▶ **EXTRAIT SOURCE**:
La gouvernance hospitalière telle que présentée dans le projet de loi sur les hôpitaux fait toujours bondir les médecins. Ils veulent avoir voix au chapitre, et pas seulement être consultés.

Ils souhaitent un pouvoir partagé, ce que ne leur donne pas le projet de loi présenté le 13 septembre dernier par la ministre Lydia Mutsch. Cette gouvernance hospitalière donne beaucoup trop de pouvoir au directeur général, selon l’AMMD, qui revendique l’implication des conseils médicaux dans les processus décisionnels.

Son avis était attendu. Et l’Association des médecins et médecins-dentistes (AMMD) a pris le temps d’une consultation avec l’ensemble des conseils médicaux des différents établissements avant de s’exprimer d’une seule et même voix sur le projet de loi relatif aux établissements hospitaliers et à la planification hospitalière présenté il y a deux semaines par la ministre de la Santé, Lydia Mutsch.

Alors que la ministre affirmait que le texte visait «à faire progresser la coopération entre les différents prestataires de soins en milieu hospitalier pour utiliser de façon plus efficiente les ressources disponibles afin d’offrir une qualité de soins qui bénéficie à tous les patients en milieu hospitalier», l’AMMD le juge sévèrement.

Selon les médecins, le texte met au contraire en avant une médecine «bureaucratique, normative et impersonnelle». Des mots qui claquent dans la bouche du Dr Alain Schmit, président de l’association. Le projet de loi donne un trop grand pouvoir au directeur général, alors que les conseils médicaux demandent à ce qu’il soit partagé.

Les médecins n’ont qu’une voix consultative, «alors que les conseils médicaux ont un rôle essentiel à jouer, ils sont des interlocuteurs privilégiés et légitimes», déclare fermement le président de l’AMMD.

Mercredi, lors d’une conférence de presse, les représentants des différents conseils médicaux aux côtés de l’AMMD ont livré un résumé de leur avis de 30 pages qui mène une charge contre une gouvernance hospitalière «dirigée contre les médecins» et «qui finira par opprimer les intérêts légitimes de leurs patients», précise l’avis.

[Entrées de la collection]
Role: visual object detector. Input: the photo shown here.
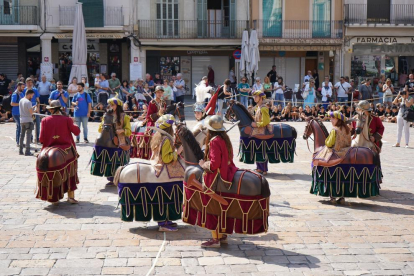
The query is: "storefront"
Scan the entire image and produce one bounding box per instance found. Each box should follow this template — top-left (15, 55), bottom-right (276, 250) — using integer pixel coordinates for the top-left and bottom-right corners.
top-left (348, 37), bottom-right (414, 87)
top-left (52, 33), bottom-right (130, 85)
top-left (258, 45), bottom-right (340, 88)
top-left (146, 48), bottom-right (236, 95)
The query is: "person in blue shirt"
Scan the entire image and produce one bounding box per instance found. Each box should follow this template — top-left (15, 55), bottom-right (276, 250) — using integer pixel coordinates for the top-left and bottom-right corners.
top-left (72, 82), bottom-right (92, 143)
top-left (49, 81), bottom-right (69, 111)
top-left (23, 78), bottom-right (40, 143)
top-left (10, 82), bottom-right (25, 146)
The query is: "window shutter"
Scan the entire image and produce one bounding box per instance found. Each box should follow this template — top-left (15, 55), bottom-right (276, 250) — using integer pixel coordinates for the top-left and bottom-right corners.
top-left (79, 0), bottom-right (105, 27)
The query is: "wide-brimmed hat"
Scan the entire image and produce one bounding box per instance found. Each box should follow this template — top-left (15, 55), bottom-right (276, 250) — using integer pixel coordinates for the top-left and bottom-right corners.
top-left (108, 98), bottom-right (124, 106)
top-left (204, 115), bottom-right (226, 131)
top-left (357, 100), bottom-right (372, 111)
top-left (329, 111), bottom-right (346, 122)
top-left (155, 114), bottom-right (174, 129)
top-left (155, 85), bottom-right (164, 92)
top-left (46, 100), bottom-right (62, 109)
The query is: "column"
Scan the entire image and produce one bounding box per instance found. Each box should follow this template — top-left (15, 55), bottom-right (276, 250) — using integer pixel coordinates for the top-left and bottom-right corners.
top-left (40, 34), bottom-right (54, 81)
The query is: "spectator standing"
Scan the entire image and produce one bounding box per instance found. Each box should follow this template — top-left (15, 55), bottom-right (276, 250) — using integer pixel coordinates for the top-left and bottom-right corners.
top-left (19, 89), bottom-right (37, 156)
top-left (0, 74), bottom-right (9, 103)
top-left (49, 81), bottom-right (69, 111)
top-left (23, 78), bottom-right (40, 143)
top-left (392, 88), bottom-right (414, 148)
top-left (312, 69), bottom-right (319, 89)
top-left (10, 82), bottom-right (25, 146)
top-left (145, 73), bottom-right (155, 92)
top-left (68, 77), bottom-right (78, 104)
top-left (174, 71), bottom-right (186, 103)
top-left (263, 76), bottom-right (272, 99)
top-left (37, 75), bottom-right (51, 111)
top-left (237, 77), bottom-right (251, 108)
top-left (163, 79), bottom-right (173, 106)
top-left (273, 77), bottom-right (286, 108)
top-left (303, 70), bottom-right (313, 83)
top-left (72, 82), bottom-right (92, 143)
top-left (382, 79), bottom-right (394, 106)
top-left (108, 73), bottom-right (121, 98)
top-left (209, 65), bottom-right (214, 86)
top-left (335, 77), bottom-right (351, 104)
top-left (266, 65), bottom-right (277, 83)
top-left (359, 79), bottom-right (373, 102)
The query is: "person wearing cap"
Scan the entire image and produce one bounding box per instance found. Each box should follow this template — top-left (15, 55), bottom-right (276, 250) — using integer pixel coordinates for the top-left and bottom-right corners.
top-left (314, 111), bottom-right (352, 203)
top-left (150, 114), bottom-right (184, 232)
top-left (91, 98), bottom-right (131, 185)
top-left (147, 85), bottom-right (166, 127)
top-left (351, 100), bottom-right (384, 153)
top-left (199, 115), bottom-right (238, 248)
top-left (36, 100), bottom-right (80, 204)
top-left (252, 90), bottom-right (270, 175)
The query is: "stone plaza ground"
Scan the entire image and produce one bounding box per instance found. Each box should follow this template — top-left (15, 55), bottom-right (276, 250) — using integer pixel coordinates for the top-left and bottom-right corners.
top-left (0, 108), bottom-right (414, 276)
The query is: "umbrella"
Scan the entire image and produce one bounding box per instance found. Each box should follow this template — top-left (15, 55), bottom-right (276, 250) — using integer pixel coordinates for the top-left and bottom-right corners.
top-left (249, 30), bottom-right (260, 74)
top-left (69, 3), bottom-right (88, 82)
top-left (240, 30), bottom-right (251, 77)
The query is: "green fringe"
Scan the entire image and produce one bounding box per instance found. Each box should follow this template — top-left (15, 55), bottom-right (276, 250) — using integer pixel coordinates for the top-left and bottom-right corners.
top-left (91, 150), bottom-right (130, 177)
top-left (239, 140), bottom-right (296, 164)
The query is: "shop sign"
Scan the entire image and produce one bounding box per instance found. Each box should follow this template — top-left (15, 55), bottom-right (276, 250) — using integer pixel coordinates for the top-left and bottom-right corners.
top-left (59, 42), bottom-right (99, 52)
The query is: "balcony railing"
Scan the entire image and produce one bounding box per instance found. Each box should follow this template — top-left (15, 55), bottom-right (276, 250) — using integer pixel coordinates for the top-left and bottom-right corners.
top-left (0, 6), bottom-right (39, 25)
top-left (345, 4), bottom-right (414, 26)
top-left (138, 19), bottom-right (249, 39)
top-left (254, 20), bottom-right (343, 38)
top-left (59, 6), bottom-right (124, 27)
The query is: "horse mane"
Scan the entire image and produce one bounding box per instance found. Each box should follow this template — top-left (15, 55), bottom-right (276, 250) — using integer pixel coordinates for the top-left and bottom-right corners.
top-left (178, 125), bottom-right (204, 160)
top-left (234, 101), bottom-right (254, 121)
top-left (313, 118), bottom-right (329, 137)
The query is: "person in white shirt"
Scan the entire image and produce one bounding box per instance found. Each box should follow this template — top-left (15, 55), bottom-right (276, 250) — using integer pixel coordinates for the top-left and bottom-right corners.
top-left (335, 77), bottom-right (351, 104)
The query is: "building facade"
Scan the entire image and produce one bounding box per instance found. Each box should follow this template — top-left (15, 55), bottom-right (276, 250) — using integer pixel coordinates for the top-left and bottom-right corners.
top-left (344, 0), bottom-right (414, 87)
top-left (251, 0), bottom-right (343, 87)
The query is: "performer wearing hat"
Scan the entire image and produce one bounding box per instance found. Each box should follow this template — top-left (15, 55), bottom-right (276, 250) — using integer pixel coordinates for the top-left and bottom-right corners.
top-left (151, 114), bottom-right (184, 232)
top-left (36, 100), bottom-right (80, 204)
top-left (91, 98), bottom-right (131, 184)
top-left (199, 115), bottom-right (238, 247)
top-left (351, 100), bottom-right (384, 153)
top-left (147, 86), bottom-right (166, 127)
top-left (252, 90), bottom-right (270, 175)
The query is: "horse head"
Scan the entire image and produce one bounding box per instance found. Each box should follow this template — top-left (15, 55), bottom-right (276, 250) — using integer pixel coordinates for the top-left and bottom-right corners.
top-left (166, 102), bottom-right (185, 122)
top-left (225, 100), bottom-right (254, 128)
top-left (175, 123), bottom-right (204, 166)
top-left (354, 112), bottom-right (367, 134)
top-left (303, 117), bottom-right (329, 152)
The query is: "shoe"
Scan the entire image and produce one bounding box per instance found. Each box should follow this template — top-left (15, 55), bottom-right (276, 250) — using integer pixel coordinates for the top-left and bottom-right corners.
top-left (68, 197), bottom-right (79, 204)
top-left (220, 235), bottom-right (229, 244)
top-left (201, 239), bottom-right (220, 248)
top-left (158, 225), bottom-right (178, 232)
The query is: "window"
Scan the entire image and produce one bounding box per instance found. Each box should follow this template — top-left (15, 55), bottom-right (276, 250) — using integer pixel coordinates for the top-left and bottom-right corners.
top-left (312, 0), bottom-right (331, 38)
top-left (263, 0), bottom-right (282, 37)
top-left (367, 0), bottom-right (391, 23)
top-left (157, 0), bottom-right (178, 38)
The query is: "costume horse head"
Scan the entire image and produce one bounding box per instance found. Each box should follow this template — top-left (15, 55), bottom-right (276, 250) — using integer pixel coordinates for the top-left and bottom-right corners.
top-left (95, 111), bottom-right (118, 148)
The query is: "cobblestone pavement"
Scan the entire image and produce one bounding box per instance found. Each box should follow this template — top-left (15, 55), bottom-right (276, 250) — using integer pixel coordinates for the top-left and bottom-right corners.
top-left (0, 109), bottom-right (414, 276)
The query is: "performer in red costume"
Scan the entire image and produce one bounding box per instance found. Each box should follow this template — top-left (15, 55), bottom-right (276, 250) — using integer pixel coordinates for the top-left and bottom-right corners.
top-left (36, 100), bottom-right (80, 204)
top-left (147, 86), bottom-right (166, 127)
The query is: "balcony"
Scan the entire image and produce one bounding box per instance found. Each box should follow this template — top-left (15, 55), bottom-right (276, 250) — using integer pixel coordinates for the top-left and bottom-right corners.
top-left (137, 19), bottom-right (249, 39)
top-left (345, 4), bottom-right (414, 26)
top-left (59, 6), bottom-right (124, 28)
top-left (254, 20), bottom-right (343, 39)
top-left (0, 6), bottom-right (39, 25)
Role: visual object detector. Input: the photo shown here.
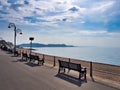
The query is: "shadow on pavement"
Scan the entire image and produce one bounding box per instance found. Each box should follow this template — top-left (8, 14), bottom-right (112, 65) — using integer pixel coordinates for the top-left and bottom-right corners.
top-left (55, 73), bottom-right (87, 87)
top-left (25, 62), bottom-right (40, 67)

▶ **CONSIGNE DE TRAVAIL**: Poursuivez l'article sur la gouvernance hospitalière et l'avis de l'AMMD à partir de sa dernière phrase. Les entrées de la collection n'interviennent en rien dans cet exercice.

▶ **RÉSULTAT ATTENDU**:
Les médecins sont remontés comme des coucous contre l’article 32 du projet de loi qu’ils jugent «inacceptable». Cet article qui définit le rôle du directeur général leur donne de l’urticaire tant ils estiment démesuré l’étendue de ses pouvoirs sans qu’ils puissent formellement s’y opposer. Ainsi, selon le projet de loi, le directeur prend les décisions dans le domaine de la stratégie d’établissement, de la qualité, des finances, de la gestion du patrimoine et de la politique sociale. Il dispose en outre d’un pouvoir de nomination des médecins liés à l’établissement hospitalier non sans avoir demandé son avis au conseil médical.

La belle affaire. Trop peu pour les médecins qui veulent leur part de pouvoir, c’est-à-dire une implication «effective et permanente» dans l’élaboration des organigrammes médicaux, les nominations des médecins ainsi que l’organisation médicale et l’attribution des différentes ressources humaines ou matérielles. Ils veulent également désigner eux-mêmes les médecins coordinateurs qui seraient leur voix auprès de la hiérarchie. Ils veulent encore avoir accès aux données clés sur l’activité et l’organisation médicale, et une présence obligatoire au sein du conseil d’administration des établissements. Toute directive touchant l’organisation médicale doit être validée par le Conseil médical.

La relation de confiance mise en péril

«C’est dans l’intérêt des patients que nous défendons notre indépendance et la liberté thérapeutique», souligne le Dr Alain Schmit. Cette loi, selon lui, va faire en sorte que le patient «se retrouve orphelin face à un médecin téléguidé par une administration en autogestion qui elle est sans lien direct avec le patient concerné».

L’AMMD craint que la relation de confiance entre le patient et le médecin soit mise en péril par des atteintes à la liberté thérapeutique. «C’est cette relation de confiance qui, pour nous, est essentielle. Elle est clairement mise en péril par des démarches administratives, des standardisations et des procédures prévues dans ce texte», précise le président de l’AMMD. Il estime que «la motivation fondamentale de ce projet de loi est de nature économique. Or une politique de restriction budgétaire visant à faire des économies aux dépens de patients est déontologiquement et moralement inacceptable pour les médecins.»